:: Request ::
Find the line that contains "Would you mind pointing out the paved". Output it and every line after it to the end of the records, exactly as they appear.

(Data entries)
* Start *

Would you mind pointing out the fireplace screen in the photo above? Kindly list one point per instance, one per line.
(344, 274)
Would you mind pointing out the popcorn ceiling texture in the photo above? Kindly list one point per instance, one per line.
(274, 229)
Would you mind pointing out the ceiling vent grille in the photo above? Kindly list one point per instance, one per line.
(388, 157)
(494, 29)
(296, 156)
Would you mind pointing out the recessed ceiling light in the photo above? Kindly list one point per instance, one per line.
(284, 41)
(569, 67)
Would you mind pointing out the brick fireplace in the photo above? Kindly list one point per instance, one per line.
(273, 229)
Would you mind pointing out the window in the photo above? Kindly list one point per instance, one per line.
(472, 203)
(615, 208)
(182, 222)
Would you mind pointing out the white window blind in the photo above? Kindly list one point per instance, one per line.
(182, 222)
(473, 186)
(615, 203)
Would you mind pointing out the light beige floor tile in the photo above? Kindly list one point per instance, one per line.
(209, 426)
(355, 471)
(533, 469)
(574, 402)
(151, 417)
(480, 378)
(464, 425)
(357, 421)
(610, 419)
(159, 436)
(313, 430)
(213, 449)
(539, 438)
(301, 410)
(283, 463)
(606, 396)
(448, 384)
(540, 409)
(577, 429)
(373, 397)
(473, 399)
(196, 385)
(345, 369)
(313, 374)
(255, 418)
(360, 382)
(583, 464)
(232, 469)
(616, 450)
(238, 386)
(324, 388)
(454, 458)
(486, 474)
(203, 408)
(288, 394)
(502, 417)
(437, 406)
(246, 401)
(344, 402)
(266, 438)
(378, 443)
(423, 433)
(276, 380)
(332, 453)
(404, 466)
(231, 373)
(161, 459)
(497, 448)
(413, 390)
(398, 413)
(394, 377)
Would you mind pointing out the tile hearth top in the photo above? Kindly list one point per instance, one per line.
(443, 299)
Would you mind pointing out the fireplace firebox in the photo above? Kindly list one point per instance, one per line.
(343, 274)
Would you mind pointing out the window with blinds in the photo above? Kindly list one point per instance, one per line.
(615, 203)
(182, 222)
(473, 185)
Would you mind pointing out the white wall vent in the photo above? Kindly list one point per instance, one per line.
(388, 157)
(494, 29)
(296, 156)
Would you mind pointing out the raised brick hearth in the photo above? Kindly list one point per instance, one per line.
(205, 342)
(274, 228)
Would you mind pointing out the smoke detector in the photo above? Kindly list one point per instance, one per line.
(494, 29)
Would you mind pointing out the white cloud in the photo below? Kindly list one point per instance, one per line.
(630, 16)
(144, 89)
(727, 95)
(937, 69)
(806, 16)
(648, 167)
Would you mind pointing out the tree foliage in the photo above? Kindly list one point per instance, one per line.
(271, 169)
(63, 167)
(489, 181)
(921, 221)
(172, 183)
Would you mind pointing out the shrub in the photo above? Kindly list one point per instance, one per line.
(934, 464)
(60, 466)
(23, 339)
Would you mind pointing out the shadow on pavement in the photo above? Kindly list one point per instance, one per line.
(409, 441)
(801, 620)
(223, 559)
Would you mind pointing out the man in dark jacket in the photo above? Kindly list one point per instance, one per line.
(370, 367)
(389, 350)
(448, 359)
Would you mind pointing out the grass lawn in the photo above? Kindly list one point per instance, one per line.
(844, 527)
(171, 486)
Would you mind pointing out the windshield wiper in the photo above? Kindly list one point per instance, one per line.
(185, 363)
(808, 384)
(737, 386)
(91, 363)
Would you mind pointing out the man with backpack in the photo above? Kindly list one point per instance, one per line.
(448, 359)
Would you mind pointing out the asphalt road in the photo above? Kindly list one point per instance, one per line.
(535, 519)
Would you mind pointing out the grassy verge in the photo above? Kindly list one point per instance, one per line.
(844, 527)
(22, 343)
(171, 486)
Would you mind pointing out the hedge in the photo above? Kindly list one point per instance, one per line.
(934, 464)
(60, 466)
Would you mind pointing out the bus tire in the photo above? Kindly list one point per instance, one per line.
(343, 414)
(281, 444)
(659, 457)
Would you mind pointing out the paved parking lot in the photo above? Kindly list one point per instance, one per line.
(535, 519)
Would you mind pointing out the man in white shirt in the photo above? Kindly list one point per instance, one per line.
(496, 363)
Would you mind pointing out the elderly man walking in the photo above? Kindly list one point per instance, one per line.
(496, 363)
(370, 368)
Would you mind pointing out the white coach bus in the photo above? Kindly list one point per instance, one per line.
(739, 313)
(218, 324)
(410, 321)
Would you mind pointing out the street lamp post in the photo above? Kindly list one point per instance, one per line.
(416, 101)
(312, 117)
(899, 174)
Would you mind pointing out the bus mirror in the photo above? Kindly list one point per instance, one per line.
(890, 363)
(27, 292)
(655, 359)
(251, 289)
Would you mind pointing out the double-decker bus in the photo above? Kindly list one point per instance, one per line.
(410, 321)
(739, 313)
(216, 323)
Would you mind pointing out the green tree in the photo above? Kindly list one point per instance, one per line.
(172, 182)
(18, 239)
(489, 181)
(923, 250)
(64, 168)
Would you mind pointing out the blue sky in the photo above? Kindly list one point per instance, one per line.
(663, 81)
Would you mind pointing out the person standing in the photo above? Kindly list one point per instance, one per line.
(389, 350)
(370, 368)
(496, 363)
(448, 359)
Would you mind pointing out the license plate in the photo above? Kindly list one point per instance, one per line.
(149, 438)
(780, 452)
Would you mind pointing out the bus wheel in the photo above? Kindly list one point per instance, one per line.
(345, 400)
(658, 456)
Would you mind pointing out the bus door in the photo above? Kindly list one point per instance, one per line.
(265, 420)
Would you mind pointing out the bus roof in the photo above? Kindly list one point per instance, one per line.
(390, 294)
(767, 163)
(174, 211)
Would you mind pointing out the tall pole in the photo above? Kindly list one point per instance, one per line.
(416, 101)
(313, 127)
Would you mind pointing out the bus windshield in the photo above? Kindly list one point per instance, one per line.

* End *

:: Task response ::
Would you mind pointing out the paved parking lot in the photo above? Kindly list one point per instance, one per line.
(535, 519)
Would you mind pointing out the man in white shirt in the photo above? Kindly list one point per instance, one per line.
(496, 363)
Would you mind pointing out the elderly man walking in the photo above? Kindly list one point per instance, one per line.
(496, 363)
(370, 368)
Would you mind pointing out the white coach bus in the photo above? Kindly list one point per instance, one per line.
(739, 313)
(218, 324)
(410, 321)
Would you mind pointing out the street lamp post in the photo above? Kindly list one point per instance, one per line.
(416, 101)
(312, 117)
(899, 174)
Would you mind pointing out the bus mirror in the photo above? Kindly list one point per instance, one per line.
(890, 363)
(27, 292)
(655, 359)
(251, 289)
Would you mind pointing out the double-decker bus in the photo above? Kindly list one point per instance, one per line.
(410, 321)
(739, 313)
(216, 323)
Would you mind pointing out the green tree in the photo above? Kindly list one point per instance, one per line.
(172, 182)
(18, 239)
(489, 181)
(923, 250)
(64, 168)
Would you mind pointing out the blue sky in the photo above? Kindly list one point per instance, one per line.
(663, 81)
Would you mind pointing out the person standing in the photo above? Kindly list one point per instance, one per line.
(389, 350)
(370, 368)
(496, 363)
(448, 359)
Would you mind pointing out the license plate in the photo above? Kindly list one point per instance, one per line.
(149, 438)
(780, 452)
Would you mind pointing out the bus wheel in the photo above? Kindly list one point per instance, one per line.
(345, 400)
(658, 456)
Would you mind pointing out the bus door in the photo above? Kindly list one point per instance, one per line.
(265, 420)
Would you mind pointing out the bus roof in the photo above? Kindly list one point per instance, one per line.
(390, 294)
(767, 163)
(174, 211)
Would you mind pointing out the tall pole in the photo above? Kindly list one point per instance, one per line.
(416, 101)
(313, 127)
Would you mind pointing out the bus windshield in the photo above? Kindly list one point per instance, one per line.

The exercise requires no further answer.